[Point labeling examples]

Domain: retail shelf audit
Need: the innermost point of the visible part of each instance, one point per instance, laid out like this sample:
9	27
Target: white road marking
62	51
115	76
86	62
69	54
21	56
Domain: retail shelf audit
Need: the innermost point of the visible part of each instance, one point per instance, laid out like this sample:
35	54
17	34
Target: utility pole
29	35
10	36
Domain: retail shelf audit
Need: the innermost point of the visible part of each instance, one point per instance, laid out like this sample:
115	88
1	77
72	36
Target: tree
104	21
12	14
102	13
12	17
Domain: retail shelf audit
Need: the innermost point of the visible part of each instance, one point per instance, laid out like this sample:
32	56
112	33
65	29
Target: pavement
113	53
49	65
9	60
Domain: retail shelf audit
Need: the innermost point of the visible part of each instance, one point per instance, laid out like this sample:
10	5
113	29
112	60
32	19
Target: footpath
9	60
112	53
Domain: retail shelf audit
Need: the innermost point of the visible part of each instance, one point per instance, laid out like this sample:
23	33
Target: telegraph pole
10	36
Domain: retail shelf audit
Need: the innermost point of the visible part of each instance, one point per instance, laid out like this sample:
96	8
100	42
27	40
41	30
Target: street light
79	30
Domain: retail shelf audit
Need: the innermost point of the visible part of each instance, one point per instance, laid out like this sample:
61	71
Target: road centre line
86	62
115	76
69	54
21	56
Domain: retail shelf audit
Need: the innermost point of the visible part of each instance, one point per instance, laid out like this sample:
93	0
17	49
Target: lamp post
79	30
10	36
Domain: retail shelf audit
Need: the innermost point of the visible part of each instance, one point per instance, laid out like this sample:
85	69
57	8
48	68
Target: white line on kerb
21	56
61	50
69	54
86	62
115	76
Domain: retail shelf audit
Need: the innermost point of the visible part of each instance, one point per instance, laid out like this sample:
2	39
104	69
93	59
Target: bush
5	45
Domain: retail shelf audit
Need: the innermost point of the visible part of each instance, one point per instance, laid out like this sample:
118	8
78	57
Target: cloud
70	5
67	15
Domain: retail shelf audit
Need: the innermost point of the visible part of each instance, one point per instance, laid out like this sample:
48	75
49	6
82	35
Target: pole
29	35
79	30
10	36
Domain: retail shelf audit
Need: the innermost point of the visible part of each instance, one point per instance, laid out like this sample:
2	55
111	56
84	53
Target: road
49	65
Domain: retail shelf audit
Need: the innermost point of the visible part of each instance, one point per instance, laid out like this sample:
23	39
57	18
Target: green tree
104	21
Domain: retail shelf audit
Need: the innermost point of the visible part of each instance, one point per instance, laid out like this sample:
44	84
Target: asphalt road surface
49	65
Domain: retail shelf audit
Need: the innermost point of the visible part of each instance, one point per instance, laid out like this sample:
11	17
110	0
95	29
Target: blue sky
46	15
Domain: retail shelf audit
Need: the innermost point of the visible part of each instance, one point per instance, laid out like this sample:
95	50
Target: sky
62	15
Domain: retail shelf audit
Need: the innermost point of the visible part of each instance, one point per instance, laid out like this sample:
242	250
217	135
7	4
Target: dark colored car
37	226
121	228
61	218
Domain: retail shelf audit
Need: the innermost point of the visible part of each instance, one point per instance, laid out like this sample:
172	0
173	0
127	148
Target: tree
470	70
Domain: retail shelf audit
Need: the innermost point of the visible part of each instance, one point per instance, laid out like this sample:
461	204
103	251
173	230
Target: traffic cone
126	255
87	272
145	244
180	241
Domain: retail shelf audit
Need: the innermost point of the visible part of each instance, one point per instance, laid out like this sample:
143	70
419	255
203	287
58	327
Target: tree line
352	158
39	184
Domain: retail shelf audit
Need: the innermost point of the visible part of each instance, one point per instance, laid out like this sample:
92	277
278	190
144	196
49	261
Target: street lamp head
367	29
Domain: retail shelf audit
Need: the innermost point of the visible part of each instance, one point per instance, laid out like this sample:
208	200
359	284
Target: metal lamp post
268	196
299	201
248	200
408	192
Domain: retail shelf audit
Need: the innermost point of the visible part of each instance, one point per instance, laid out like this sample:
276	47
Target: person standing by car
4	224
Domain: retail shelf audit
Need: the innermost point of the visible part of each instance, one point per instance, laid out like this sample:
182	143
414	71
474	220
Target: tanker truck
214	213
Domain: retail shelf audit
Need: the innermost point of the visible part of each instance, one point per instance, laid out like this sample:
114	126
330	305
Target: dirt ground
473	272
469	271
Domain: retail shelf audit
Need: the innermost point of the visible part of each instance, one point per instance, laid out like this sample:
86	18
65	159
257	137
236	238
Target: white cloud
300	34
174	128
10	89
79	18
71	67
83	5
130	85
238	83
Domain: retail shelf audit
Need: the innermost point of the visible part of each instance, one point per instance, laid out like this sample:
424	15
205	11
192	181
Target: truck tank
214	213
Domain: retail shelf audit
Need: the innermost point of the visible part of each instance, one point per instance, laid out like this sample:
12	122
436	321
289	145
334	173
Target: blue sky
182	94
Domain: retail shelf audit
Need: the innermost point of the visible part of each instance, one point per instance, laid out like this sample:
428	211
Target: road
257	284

■ WHAT TO DO
The records above should be repeated in full, exactly as given.

■ TASK RESULT
Domain: retail shelf audit
Need: the innermost point of the visible part of each instance, one point per instance, laid out like this sample:
9	27
Target: white road marking
62	51
115	76
86	62
69	54
21	56
Domain: retail shelf audit
Need: the innermost point of the visible part of each instance, one point per instance, laid out like this sample:
35	54
17	34
Target: utility pole
29	35
10	36
Domain: retail shelf audit
Need: the innermost point of the visible part of each instance, one point per instance, laid out like this sample:
115	88
1	77
72	36
Target: tree
104	21
12	14
102	13
12	17
Domain: retail shelf audit
Need: the innermost point of the visible part of each instance, one point per instance, laid out like this sample:
32	56
112	33
65	29
Target: pavement
113	53
49	65
9	60
Domain: retail shelf audit
Need: the innermost point of the visible part of each instance, one point per instance, laid out like this sample:
10	5
113	29
112	60
32	19
Target: footpath
9	60
112	53
Domain: retail shelf audit
Need: the innermost point of the visible part of each instance, one point per instance, laid out like this sample:
23	33
Target: telegraph pole
10	36
Domain: retail shelf audit
Need: the innermost point of the visible part of each instance, one point per instance, laid out like this sample:
96	8
100	42
27	40
41	30
Target: street light
79	30
Domain: retail shelf audit
Need: the innermost point of the visible part of each instance, one point per instance, laid out like this sample:
61	71
Target: road centre line
86	62
115	76
69	54
21	56
Domain: retail shelf audit
Need: the innermost point of the visible part of each instance, one point per instance, laid out like this sample:
93	0
17	49
Target: lamp post
79	30
10	36
Domain: retail shelf audit
Need: the innermost point of the visible part of each instance, one point per instance, laid out like this sample:
85	69
57	8
48	68
Target: white line on kerb
21	56
61	50
69	54
86	62
115	76
Domain: retail shelf audit
Need: the innermost point of the visible part of each instance, one point per instance, laid out like this sample:
2	39
104	69
93	59
Target: bush
5	45
Domain: retail shelf audit
Need: the innermost point of the visible part of each instance, one point per instance, laid out like this sample:
118	8
78	57
Target: cloud
70	5
67	15
Domain: retail shelf audit
Need: the innermost point of the visible part of each instance, one point per instance, laid out like this sample:
48	75
49	6
82	35
Target: pole
29	35
79	30
10	36
Domain: retail shelf audit
Need: the innermost point of the visible part of each instance, one point per instance, laid out like this sample:
2	55
111	56
84	53
Target: road
49	65
Domain: retail shelf audit
Need: the innermost point of the visible part of each instance, one point per instance, laid out like this sample:
23	39
57	18
Target: green tree
104	21
Domain: retail shelf audit
Need: the innermost point of the visible part of each instance, one point per instance, laid out like this sample:
44	84
Target: asphalt road surface
49	65
Domain: retail shelf audit
Need: the innermost point of the visible part of each instance, one point per instance, laid out like this sample:
11	17
110	0
95	29
Target: blue sky
46	15
Domain: retail shelf audit
Need: the innermost point of the visible part of each instance, one point per instance, laid out like this sample:
95	50
Target: sky
62	15
Domain: retail shelf audit
Need: the innermost point of the visible part of each instance, one point per instance, laid out like this sample:
242	250
217	135
7	4
Target: dark colored car
37	226
121	228
61	218
Domain: retail shelf audit
Need: the innermost point of the visible part of each instance, one point per instance, laid out like this sample:
172	0
173	0
127	148
Target: tree
470	70
Domain: retail shelf audit
Need: the innermost point of the visible part of each instance, one point per instance, laid out like this sample:
461	204
103	251
173	230
Target: traffic cone
126	255
87	272
145	244
180	241
Domain: retail shelf audit
Need: the innermost point of the visible part of each instance, one point per instance, laid out like this sample:
143	70
419	255
203	287
58	327
Target: tree line
352	158
39	184
Domain: retail shelf audit
Need: the innermost point of the visible part of each instance, one point per instance, laid out like this sample:
92	277
278	190
144	196
49	261
Target: street lamp head
367	29
Domain: retail shelf audit
Need: the innermost point of the visible part of each instance, one point per instance, laid out like this sample:
208	200
359	284
Target: metal lamp post
268	196
299	201
248	200
408	192
Domain: retail shelf audit
Need: the innermost point of the visible part of each instance, one point per instance, laid out like this sample:
276	47
Target: person standing by car
4	224
Domain: retail shelf audit
Need: the innermost point of the visible part of each instance, one point per instance, laid out like this sample:
182	143
414	71
474	220
Target: tanker truck
214	213
Domain: retail shelf audit
Need: the innermost point of the visible part of each instance, one point per instance, laid out like this sample:
114	126
330	305
Target: dirt ground
473	272
469	271
Domain: retail shelf audit
Need: the innermost point of the visible part of each instance, one point per instance, laid out like this sample:
86	18
65	159
257	137
236	238
Target: white cloud
300	34
174	128
10	89
79	18
71	67
83	5
130	85
238	83
Domain: retail shelf audit
Need: the innermost point of the visible part of each instance, one point per instance, laid out like this sample:
424	15
205	11
192	181
Target: truck tank
214	213
Domain: retail shelf audit
Need: the innermost point of the visible part of each instance, one point per instance, laid out like this sample:
12	122
436	321
289	145
334	173
Target: blue sky
182	94
Domain: retail shelf audit
Need: the innermost point of the visible part of each instance, one point per instance, laid out like this sample:
428	211
Target: road
257	284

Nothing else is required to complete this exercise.